[Problem description] Go through each line of the records below and count those with the word "white". Give only the count.

===============

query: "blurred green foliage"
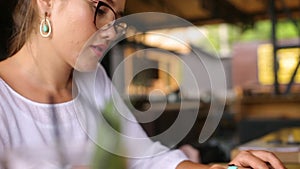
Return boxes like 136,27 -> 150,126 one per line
201,19 -> 300,55
235,20 -> 300,41
91,100 -> 127,169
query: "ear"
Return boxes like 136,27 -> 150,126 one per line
36,0 -> 53,16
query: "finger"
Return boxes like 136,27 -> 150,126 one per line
249,150 -> 286,169
230,150 -> 270,169
228,164 -> 252,169
209,164 -> 227,169
210,164 -> 250,169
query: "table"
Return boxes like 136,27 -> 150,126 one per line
231,127 -> 300,168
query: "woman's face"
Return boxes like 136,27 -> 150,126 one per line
49,0 -> 125,71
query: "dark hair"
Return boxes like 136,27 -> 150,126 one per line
9,0 -> 39,56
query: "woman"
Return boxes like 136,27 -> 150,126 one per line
0,0 -> 286,169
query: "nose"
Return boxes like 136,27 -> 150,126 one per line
98,26 -> 117,41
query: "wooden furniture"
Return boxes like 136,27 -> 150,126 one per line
231,127 -> 300,167
235,94 -> 300,120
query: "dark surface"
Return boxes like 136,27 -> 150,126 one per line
238,119 -> 300,144
126,0 -> 300,29
0,0 -> 16,60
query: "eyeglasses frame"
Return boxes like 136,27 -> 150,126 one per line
93,1 -> 118,29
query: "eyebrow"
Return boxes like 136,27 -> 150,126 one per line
93,0 -> 124,18
106,0 -> 115,6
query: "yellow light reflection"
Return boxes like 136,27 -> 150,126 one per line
257,44 -> 300,85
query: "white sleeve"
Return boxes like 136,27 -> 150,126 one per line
0,108 -> 8,169
94,65 -> 189,169
0,129 -> 5,169
129,149 -> 188,169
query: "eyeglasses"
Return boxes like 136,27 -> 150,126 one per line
93,1 -> 116,29
93,1 -> 126,33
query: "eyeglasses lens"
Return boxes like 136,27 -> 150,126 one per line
95,4 -> 116,30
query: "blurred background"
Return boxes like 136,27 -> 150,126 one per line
1,0 -> 300,165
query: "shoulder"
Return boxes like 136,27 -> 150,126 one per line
0,77 -> 12,148
95,64 -> 112,102
0,80 -> 15,115
0,57 -> 19,91
0,59 -> 14,97
0,59 -> 8,79
93,65 -> 114,109
0,71 -> 20,117
74,64 -> 112,108
96,64 -> 110,81
0,57 -> 13,74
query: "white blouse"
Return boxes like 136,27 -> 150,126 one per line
0,65 -> 188,169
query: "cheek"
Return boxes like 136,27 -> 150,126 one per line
67,20 -> 94,51
69,30 -> 95,67
52,7 -> 96,65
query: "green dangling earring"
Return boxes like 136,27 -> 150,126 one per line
43,22 -> 49,33
39,12 -> 52,38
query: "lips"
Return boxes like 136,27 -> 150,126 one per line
90,44 -> 108,58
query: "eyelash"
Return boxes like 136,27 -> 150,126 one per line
97,8 -> 106,16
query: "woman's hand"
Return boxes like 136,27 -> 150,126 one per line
177,150 -> 286,169
229,150 -> 286,169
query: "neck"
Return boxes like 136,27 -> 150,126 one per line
16,39 -> 74,96
28,42 -> 73,89
0,34 -> 76,103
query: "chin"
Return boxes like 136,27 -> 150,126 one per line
74,60 -> 98,72
73,46 -> 101,72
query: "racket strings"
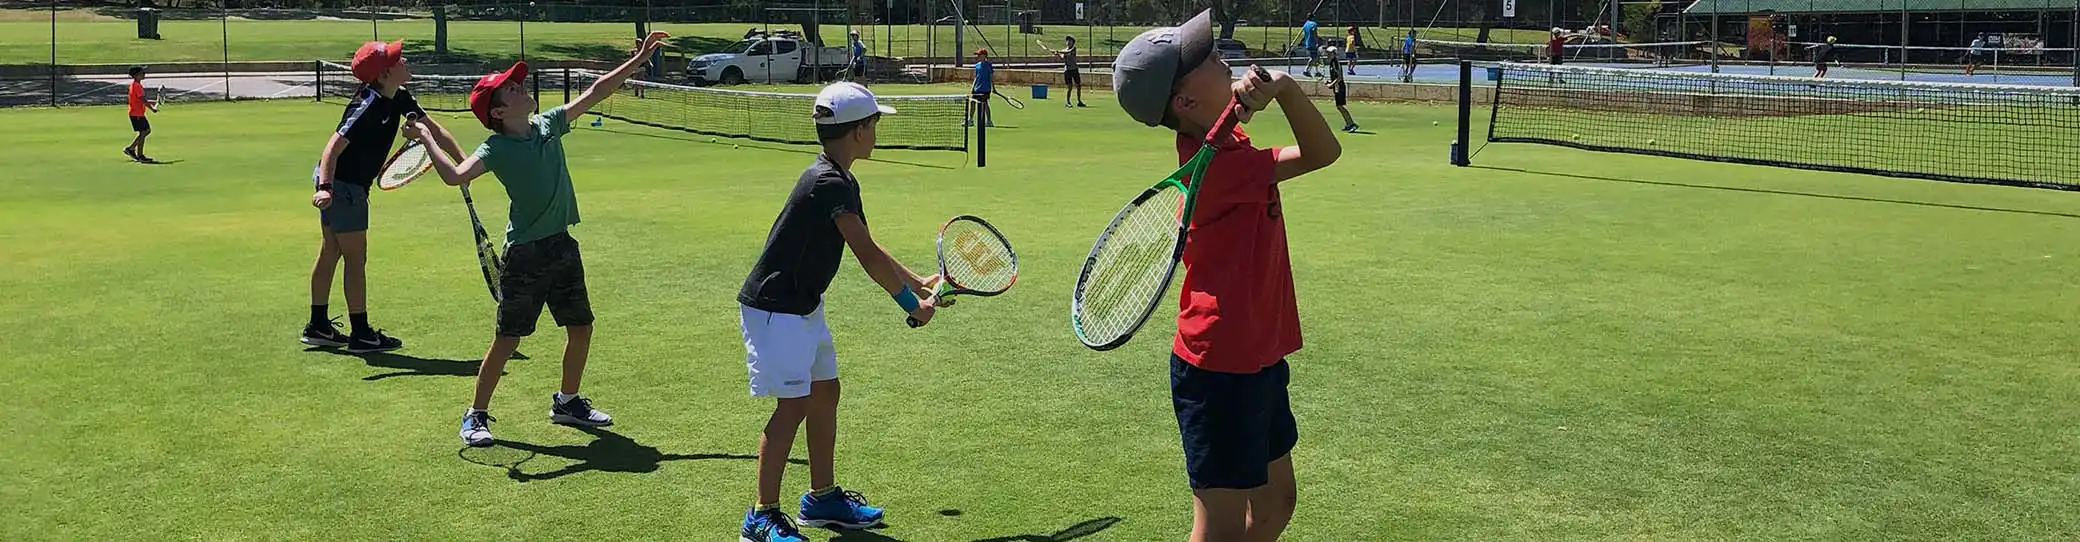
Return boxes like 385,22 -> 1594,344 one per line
941,224 -> 1016,292
1077,186 -> 1187,341
381,145 -> 432,188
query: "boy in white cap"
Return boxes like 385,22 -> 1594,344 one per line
1112,8 -> 1340,542
733,81 -> 943,542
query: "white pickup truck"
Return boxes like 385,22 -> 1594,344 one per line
687,34 -> 852,85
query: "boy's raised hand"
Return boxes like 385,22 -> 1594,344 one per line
638,31 -> 671,56
1232,65 -> 1294,120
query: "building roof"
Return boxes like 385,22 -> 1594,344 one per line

===============

[Exercise solution] 4